Start of Records supplied

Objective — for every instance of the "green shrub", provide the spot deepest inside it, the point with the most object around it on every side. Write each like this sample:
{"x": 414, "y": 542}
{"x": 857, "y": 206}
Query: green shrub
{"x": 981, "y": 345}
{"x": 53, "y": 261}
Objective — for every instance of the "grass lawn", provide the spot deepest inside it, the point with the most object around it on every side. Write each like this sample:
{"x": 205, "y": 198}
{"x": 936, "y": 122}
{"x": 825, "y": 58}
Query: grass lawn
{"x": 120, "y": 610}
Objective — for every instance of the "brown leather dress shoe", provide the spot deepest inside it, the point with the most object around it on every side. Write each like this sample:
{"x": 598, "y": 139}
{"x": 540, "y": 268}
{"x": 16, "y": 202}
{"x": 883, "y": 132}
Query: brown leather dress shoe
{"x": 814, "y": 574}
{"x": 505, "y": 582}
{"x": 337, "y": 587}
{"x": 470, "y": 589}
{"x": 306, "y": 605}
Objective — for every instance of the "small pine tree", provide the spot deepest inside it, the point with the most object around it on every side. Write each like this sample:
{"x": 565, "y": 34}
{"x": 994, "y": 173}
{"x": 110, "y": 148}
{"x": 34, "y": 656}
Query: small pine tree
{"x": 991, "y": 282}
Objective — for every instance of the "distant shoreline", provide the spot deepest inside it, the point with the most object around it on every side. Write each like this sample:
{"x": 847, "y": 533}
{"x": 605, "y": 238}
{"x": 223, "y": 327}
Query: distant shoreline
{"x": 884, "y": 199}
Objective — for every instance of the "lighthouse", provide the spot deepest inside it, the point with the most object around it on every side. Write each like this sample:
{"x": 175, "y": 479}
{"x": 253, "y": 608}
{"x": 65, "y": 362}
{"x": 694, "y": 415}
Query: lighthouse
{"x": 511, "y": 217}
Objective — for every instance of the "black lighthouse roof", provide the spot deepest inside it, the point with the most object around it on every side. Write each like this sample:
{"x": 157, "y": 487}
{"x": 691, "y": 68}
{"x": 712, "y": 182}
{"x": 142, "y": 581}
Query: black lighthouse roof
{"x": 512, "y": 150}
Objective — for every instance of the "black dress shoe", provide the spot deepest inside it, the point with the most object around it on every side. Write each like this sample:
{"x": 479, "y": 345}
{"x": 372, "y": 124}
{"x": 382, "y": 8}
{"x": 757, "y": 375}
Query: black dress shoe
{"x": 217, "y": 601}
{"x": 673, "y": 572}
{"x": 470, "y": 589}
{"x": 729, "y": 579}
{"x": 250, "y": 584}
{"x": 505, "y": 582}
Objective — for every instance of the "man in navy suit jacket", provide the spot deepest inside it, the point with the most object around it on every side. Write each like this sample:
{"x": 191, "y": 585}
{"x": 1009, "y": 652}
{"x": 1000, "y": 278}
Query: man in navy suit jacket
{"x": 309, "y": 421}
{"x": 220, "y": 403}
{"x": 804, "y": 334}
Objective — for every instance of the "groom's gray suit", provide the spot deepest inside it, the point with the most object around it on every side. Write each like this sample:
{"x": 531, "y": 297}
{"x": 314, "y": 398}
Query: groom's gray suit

End of Records supplied

Exercise directions: Scan the material above for the word "gray". Copy each line where it occurs.

Output:
Objective — for every instance of the "groom's gray suit", provide the spot deepest inside it, the point with the most object around it on every side. Write each like this sample:
Query: groom's gray suit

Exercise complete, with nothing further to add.